_Written task 1:_ Translate this sentence from the XML tutorial proposal into Spanish: "The DB community has traditionally focused on developing query languages and efficient evaluation algorithms for highly structured content."
_Written task 2:_
According to the XML tutorial proposal, is each statement true? Answer yes or no for each, and quote the words of the proposal that decide it.
(a) The IR community has focused on searching unstructured content.
(b) The tutorial has already been presented in its current form at another conference.
(c) Sihem Amer-Yahia organized a panel at SIGMOD'05 in Baltimore.
_Written task 3:_ Write the next part of the XML tutorial proposal, starting after its final sentence.

The development of approaches to access XML content has generated a wealth of issues that are being addressed by both the database (DB) and information retrieval (IR) communities. The DB community has traditionally focused on developing query languages and efficient evaluation algorithms for highly structured content. In contrast, the IR community has focused on searching unstructured content, and has developed various techniques for ranking query results and evaluating their effectiveness. Recent trends in DB and IR research demonstrate a growing interest in adopting IR techniques in DBs and vice versa for accessing XML content.

In this tutorial, we propose to survey the main challenges that arise from accessing XML content from both the DB and IR perspectives. In particular, we will describe the W3C and INEX efforts in both communities and the challenges behind storing XML documents, designing query languages, appropriate scoring and ranking methods, implementation architectures and query evaluation algorithms and, summarize open research issues. We believe that this tutorial is necessary to drive the attention of DB and IR researchers and practitioners to participate together in solving these issues.

In the rest of the proposal, we provide an overview of the organization of this tutorial, the intended audience and the authors' biographies. A selected DB and IR bibliography is also included at the end of the proposal.

This tutorial, in this form, has not presented at any other conference before. However, Sihem Amer-Yahia gave a lecture on full-text search in XML at the 7th Extending DataBase Technology summer school on XML and databases (EDBT'05) in Sardinia, Italy in September 2004. She also organized a panel at the last Special Interest Group for the Management of Data (SIGMOD'05) conference in Baltimore USA in June 2005 on the integration of DB and IR technologies and is presenting a tutorial on XML Full-Text Search at the Very Large DataBases (VLDB'05) conference in Trondheim, Norway in August 2005. In addition, Mounia Lalmas will be giving a lecture on structure/XML retrieval at the 5th European Summer School in Information Retrieval (ESSIR'05) in Dublin in September 2005, where the IR approach to accessing XML content will be presented. She has also given two keynote speeches on IR approaches to XML retrieval and their evaluation, at the 5th Dutch-Belgian Information Retrieval Workshop (DIR'05) in Utrecht, The Netherlands, in January 2005, and the Premiere COnference en Recherche d'Information et Applications (CORIA'04), in Toulouse, France in March 2004.

_Excerpted data:_
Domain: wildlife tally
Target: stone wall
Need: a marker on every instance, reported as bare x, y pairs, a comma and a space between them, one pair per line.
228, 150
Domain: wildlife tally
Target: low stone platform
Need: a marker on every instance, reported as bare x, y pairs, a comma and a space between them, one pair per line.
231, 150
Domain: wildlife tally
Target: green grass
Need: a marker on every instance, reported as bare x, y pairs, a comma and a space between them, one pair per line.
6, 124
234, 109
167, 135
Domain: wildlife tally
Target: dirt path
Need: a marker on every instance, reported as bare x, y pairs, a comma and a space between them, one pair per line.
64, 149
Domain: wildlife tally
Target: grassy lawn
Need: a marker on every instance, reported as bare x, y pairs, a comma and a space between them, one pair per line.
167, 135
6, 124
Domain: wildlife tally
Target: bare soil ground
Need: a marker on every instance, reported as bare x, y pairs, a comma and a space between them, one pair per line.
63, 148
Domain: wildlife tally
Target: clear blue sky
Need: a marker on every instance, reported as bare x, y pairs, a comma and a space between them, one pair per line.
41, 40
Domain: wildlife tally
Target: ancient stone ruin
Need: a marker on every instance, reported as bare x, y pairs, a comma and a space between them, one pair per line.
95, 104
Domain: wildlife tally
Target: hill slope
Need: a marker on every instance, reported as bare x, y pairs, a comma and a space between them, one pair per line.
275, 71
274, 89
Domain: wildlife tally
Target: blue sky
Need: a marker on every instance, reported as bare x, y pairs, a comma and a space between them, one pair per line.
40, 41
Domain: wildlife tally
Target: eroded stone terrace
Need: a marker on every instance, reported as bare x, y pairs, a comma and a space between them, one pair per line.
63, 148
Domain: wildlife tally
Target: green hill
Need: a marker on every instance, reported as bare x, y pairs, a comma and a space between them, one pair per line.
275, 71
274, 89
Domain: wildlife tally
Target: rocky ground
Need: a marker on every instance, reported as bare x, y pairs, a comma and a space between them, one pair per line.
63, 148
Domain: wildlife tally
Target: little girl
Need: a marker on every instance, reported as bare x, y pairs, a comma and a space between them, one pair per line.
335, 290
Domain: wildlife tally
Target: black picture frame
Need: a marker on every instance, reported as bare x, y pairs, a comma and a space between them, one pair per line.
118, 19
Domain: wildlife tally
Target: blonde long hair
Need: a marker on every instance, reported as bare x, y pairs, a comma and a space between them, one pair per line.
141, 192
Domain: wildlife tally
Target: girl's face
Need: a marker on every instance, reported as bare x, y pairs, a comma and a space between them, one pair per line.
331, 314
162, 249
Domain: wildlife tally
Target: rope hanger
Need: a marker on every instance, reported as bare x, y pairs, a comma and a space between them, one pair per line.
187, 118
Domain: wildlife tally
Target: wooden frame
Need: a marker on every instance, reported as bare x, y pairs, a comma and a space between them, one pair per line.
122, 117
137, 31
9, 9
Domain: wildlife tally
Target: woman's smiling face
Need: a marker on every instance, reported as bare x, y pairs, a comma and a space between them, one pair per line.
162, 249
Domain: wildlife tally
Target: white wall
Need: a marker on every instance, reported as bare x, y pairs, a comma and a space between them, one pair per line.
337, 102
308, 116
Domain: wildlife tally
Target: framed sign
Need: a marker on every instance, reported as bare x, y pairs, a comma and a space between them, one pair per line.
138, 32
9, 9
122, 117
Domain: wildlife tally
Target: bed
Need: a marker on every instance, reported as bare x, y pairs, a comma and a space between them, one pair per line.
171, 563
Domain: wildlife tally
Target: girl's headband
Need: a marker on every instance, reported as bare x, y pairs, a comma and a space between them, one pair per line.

...

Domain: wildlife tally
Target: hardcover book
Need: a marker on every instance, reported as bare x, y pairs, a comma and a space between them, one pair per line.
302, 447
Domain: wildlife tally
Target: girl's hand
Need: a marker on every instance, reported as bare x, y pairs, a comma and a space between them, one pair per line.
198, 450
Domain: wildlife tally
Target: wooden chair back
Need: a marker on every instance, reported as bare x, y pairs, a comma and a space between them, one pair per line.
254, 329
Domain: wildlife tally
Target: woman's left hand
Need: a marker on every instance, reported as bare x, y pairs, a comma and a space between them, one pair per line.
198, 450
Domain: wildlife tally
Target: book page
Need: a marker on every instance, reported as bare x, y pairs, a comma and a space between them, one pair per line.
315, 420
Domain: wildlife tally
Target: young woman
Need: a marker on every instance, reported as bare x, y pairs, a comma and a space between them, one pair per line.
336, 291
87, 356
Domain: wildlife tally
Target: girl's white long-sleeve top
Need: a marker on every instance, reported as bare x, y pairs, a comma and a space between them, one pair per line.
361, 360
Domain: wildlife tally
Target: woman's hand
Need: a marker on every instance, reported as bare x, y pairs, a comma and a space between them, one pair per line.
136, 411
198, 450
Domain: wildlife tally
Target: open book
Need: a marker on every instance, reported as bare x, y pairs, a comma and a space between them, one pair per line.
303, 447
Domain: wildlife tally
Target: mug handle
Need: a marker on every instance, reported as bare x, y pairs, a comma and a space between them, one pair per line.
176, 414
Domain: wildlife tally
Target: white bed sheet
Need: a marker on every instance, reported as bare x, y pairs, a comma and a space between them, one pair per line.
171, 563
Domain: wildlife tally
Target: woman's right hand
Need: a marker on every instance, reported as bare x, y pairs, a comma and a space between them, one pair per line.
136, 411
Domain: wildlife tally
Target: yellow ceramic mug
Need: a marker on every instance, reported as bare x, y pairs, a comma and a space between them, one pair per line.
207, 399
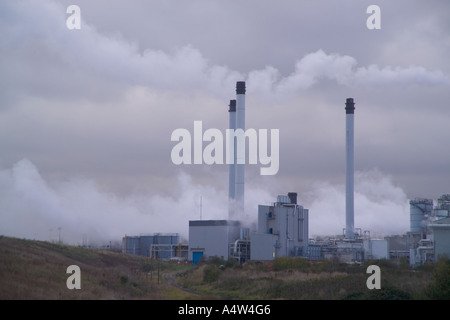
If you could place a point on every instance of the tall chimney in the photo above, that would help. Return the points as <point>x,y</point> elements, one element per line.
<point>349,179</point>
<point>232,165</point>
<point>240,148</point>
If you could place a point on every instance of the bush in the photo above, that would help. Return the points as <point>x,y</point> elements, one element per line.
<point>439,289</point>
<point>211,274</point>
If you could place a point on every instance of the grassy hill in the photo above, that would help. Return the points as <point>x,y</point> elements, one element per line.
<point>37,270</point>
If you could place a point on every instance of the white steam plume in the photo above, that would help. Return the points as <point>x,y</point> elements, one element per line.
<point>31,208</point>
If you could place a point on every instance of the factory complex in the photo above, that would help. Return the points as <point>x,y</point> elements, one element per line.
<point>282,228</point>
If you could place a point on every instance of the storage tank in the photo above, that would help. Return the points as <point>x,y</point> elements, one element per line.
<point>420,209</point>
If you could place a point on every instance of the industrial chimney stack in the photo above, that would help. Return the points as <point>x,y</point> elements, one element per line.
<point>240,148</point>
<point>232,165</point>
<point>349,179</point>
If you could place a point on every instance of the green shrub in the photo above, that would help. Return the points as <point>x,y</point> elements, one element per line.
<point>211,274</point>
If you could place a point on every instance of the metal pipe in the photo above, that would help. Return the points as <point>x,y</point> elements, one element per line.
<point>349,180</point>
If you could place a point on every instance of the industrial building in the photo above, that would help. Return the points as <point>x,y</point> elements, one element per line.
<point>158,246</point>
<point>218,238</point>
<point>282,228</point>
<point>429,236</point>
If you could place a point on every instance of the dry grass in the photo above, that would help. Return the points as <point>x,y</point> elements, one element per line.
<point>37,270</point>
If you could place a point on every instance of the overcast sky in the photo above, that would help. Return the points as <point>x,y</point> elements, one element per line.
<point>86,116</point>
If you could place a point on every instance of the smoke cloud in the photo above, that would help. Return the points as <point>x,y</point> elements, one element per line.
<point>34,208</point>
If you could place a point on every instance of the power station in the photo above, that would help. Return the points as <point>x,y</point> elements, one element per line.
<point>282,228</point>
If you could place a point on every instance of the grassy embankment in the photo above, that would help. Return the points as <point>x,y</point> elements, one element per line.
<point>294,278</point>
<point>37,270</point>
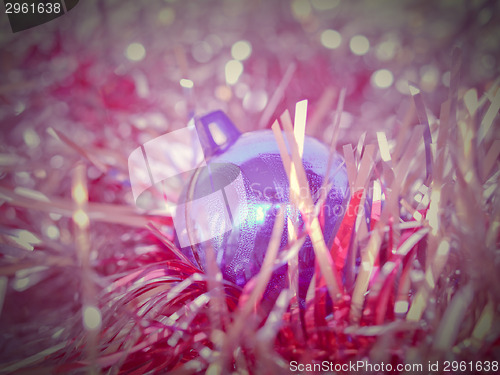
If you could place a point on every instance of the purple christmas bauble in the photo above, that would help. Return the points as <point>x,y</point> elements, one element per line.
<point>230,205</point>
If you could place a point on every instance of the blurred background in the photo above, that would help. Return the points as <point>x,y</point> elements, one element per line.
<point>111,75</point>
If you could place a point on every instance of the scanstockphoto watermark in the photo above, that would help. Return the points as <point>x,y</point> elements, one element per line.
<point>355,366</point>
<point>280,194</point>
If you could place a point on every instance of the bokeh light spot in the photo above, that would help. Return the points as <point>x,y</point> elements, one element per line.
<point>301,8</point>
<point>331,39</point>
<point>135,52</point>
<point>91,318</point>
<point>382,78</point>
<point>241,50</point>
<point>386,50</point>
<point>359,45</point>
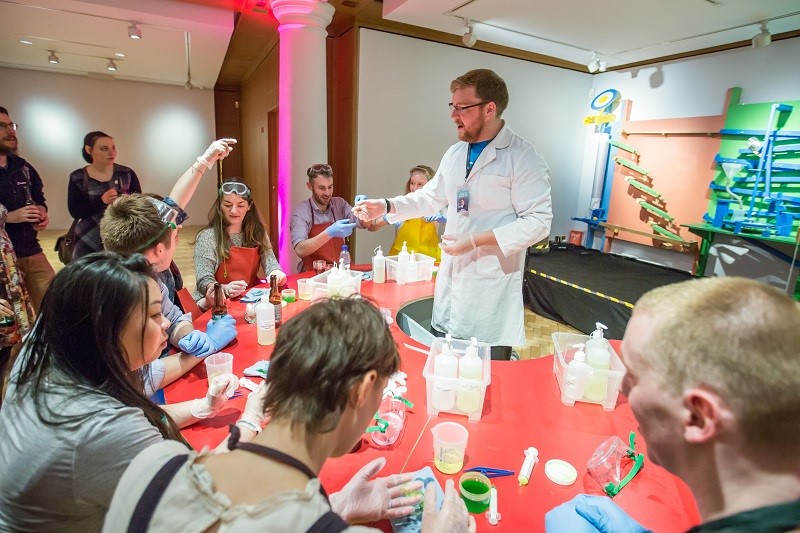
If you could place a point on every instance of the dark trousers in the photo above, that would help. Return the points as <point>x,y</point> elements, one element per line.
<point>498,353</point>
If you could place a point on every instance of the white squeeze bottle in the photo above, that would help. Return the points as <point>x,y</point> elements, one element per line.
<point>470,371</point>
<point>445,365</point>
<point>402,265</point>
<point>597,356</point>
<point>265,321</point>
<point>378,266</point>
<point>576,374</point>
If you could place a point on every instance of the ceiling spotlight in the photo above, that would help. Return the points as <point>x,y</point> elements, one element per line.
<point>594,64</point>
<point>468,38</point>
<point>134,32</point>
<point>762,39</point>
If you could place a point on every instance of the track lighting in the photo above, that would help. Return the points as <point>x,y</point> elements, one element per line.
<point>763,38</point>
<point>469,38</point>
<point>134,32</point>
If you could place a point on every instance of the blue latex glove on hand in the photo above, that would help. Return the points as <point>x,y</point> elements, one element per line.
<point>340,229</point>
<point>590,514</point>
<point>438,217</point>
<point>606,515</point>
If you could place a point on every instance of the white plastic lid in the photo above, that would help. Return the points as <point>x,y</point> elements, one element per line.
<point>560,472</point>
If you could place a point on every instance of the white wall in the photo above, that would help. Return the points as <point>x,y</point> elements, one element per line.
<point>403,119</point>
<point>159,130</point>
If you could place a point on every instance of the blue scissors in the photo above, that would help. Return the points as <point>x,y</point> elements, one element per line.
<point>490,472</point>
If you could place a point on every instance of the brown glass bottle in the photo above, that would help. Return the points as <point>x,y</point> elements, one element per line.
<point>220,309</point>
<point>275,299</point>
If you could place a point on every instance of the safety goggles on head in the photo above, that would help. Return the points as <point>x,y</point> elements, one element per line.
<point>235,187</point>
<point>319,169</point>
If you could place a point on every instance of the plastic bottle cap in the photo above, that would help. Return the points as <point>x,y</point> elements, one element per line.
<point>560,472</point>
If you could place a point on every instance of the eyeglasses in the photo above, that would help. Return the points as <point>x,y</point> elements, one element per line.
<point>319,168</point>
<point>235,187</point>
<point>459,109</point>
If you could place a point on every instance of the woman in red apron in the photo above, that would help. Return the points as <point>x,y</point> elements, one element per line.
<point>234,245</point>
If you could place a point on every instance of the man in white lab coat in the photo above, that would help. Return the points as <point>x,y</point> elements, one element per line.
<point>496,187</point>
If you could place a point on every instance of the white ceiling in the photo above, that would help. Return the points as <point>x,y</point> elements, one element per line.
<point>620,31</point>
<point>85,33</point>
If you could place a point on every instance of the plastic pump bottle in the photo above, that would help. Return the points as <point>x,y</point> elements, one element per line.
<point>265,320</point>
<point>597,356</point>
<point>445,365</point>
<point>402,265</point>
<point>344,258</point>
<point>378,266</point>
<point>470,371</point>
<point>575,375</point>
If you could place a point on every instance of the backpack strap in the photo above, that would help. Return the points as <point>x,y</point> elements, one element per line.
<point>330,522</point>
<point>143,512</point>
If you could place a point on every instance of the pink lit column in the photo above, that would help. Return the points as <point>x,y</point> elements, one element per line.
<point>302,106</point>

_Answer 1:_ La comunidad DB se ha centrado tradicionalmente en el desarrollo de lenguajes de consulta y algoritmos de evaluación eficientes para contenidos altamente estructurados.

_Answer 2:_
(a) Yes: "the IR community has focused on searching unstructured content"
(b) No: "This tutorial, in this form, has not presented at any other conference before."
(c) Yes: "She also organized a panel at the last Special Interest Group for the Management of Data (SIGMOD'05) conference in Baltimore USA in June 2005"

_Answer 3:_
Content of Tutorial:

The tutorial is organized in 3 parts. The first part presents XML documents and queries, the W3C and INEX efforts and their scope, and describes the challenges behind storing and accessing XML content. The second part of the tutorial presents the DB (often referred to as the data-centric) and IR (often referred to as the document-centric) views of XML. The DB view includes storing XML documents in relational databases, query language such as XPath, XQuery and XQuery Full-Text as well as query evaluation issues. The IR view includes retrieval methods for ranking XML elements and assessing the effectiveness of retrieval results. The last part of the tutorial concludes with the main challenges ahead in both communities.

Part I: Introduction and Motivation

The first part will provide a brief introduction of what XML is and its goals. We will then describe the two efforts, one in DB research and one in IR research, as they can be viewed as having set the scene for research in XML content access, from motivation, challenge, development, implementation and validation. In the DB area, we will discuss the W3C effort in designing the XQuery 1.0 and XPath 2.0 languages that provide powerful primitives to navigate the structure of XML documents. Many database researchers and practitioners have influenced the design of these languages, which therefore impact on DB approaches to access XML content. On the other hand, in the IR area, INEX was set up at the beginning of 2002 with the aim to establish infrastructures, XML test-suites and appropriate measurements for evaluating the performance (efficiency and effectiveness) of XML information access approaches. INEX has proposed its own query language, NEXI, an enhanced subset of XPath that deal specifically with content-oriented aspects.

Part II: Accessing XML Content

The DB View:

The DB community has a data-centric view and focused on issues related to storing XML documents in relational databases. Applications, such as electronic markets, that produce and consume large volumes of data require efficient and reliable storage and retrieval of XML data. Many techniques for XML storage have been proposed, including flat files, relational database management systems, object-oriented database systems, LDAP directories, and native XML database systems. We will review the main solutions proposed for XML storage. We will then describe XQuery, a SQL-like W3C language for querying XML and XPath, its core navigation language. We will also describe XQuery Full-Text, an extension to XPath/XQuery to support XML full-text search, that is being developed within the W3C. Finally, we will focus on efficient evaluation techniques for XML that were proposed in the DB community.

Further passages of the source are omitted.